>>>>>
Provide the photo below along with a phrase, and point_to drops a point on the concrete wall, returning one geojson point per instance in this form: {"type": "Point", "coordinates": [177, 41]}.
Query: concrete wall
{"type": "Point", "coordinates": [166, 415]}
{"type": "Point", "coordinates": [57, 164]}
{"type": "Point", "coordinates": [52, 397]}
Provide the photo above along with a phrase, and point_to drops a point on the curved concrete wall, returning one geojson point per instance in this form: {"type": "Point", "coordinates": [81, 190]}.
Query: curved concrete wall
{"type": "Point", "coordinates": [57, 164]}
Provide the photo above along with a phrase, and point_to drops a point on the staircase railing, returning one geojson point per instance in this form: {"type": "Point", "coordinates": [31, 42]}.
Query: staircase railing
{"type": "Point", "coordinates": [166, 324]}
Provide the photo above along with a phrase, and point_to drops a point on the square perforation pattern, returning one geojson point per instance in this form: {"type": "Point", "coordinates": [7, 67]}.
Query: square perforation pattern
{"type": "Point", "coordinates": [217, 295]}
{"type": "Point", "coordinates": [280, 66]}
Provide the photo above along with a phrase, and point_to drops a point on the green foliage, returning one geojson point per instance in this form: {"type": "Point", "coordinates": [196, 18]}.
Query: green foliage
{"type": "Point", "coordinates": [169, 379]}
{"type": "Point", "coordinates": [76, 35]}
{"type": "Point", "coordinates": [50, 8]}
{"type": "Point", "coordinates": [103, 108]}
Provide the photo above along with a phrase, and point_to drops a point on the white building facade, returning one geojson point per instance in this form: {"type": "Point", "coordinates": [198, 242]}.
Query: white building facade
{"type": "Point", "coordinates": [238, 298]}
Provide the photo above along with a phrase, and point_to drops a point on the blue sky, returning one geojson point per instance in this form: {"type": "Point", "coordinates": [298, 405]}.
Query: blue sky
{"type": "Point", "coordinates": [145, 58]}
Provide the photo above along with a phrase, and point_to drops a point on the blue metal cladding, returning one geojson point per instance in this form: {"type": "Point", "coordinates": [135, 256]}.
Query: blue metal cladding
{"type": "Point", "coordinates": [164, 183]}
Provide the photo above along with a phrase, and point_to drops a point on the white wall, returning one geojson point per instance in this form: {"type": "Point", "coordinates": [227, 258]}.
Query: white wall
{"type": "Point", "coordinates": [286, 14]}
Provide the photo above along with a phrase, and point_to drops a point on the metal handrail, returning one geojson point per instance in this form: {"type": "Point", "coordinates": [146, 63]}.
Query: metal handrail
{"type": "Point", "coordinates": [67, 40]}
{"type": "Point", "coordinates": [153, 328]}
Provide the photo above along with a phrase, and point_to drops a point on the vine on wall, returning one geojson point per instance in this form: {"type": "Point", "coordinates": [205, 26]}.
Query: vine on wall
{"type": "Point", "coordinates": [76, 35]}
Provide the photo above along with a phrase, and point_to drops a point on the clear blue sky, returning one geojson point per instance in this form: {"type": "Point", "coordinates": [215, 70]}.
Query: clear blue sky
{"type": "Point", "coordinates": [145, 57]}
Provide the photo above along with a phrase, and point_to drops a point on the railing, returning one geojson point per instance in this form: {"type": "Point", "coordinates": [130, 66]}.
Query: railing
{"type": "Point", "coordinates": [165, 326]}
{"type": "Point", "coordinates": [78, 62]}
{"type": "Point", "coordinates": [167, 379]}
<<<<<
Rescale the lines from the one containing "on the clear" through the last line above, and give them again in full, requests included. Multiply every coordinate in the answer points by 0.85 and round to whole numbers, halves up, but keep the coordinates in the requests' format samples as they are.

Provide the photo above along with a phrase, and point_to drops a point on the clear blue sky, returning one geojson point per instance in this form: {"type": "Point", "coordinates": [215, 70]}.
Query: clear blue sky
{"type": "Point", "coordinates": [123, 48]}
Provide the photo above along with a phrase, and point_to drops a point on the railing, returning one geojson point per instance in this form: {"type": "Point", "coordinates": [130, 66]}.
Query: railing
{"type": "Point", "coordinates": [140, 277]}
{"type": "Point", "coordinates": [66, 53]}
{"type": "Point", "coordinates": [142, 322]}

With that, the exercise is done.